## To do
Set down the data word for word, starting at the line that contains "Drop a pin on the wood" and continuing through the end of the data.
## Begin
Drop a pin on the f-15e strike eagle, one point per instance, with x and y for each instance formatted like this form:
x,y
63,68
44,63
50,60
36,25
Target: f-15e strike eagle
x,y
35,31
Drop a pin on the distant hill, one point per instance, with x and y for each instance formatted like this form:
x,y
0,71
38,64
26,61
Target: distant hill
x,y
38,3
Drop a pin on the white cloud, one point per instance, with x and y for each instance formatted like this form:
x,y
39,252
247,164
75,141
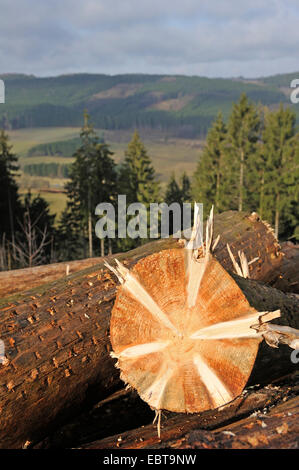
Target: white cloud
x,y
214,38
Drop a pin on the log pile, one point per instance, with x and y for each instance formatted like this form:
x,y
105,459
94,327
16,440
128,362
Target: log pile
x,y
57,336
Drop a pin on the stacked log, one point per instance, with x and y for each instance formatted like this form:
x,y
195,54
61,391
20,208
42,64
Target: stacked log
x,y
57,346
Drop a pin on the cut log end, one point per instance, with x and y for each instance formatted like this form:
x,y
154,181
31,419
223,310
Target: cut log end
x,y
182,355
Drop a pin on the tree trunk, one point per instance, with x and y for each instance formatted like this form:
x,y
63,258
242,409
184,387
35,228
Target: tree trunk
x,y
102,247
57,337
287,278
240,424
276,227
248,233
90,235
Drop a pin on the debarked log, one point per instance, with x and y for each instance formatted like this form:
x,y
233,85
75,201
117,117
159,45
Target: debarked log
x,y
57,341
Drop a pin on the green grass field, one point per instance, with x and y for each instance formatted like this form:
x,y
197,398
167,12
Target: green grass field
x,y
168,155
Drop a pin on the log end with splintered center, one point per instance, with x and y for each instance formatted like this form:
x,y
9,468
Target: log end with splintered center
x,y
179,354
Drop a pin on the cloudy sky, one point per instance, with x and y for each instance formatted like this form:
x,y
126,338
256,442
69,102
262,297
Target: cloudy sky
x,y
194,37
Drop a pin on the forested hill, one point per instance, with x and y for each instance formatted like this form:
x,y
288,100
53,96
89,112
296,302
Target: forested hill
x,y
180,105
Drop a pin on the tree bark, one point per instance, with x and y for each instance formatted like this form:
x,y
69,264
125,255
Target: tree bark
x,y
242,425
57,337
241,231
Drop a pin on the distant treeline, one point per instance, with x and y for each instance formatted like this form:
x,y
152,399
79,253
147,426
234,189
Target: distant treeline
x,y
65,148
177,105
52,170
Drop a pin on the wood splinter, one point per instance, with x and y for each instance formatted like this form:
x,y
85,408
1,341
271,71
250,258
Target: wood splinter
## End
## Answer to the exercise
Drop a pin on the wood splinter, one point per instance, with x and y for each instance formatted like this form:
x,y
85,408
1,341
271,71
250,258
Target: wood splinter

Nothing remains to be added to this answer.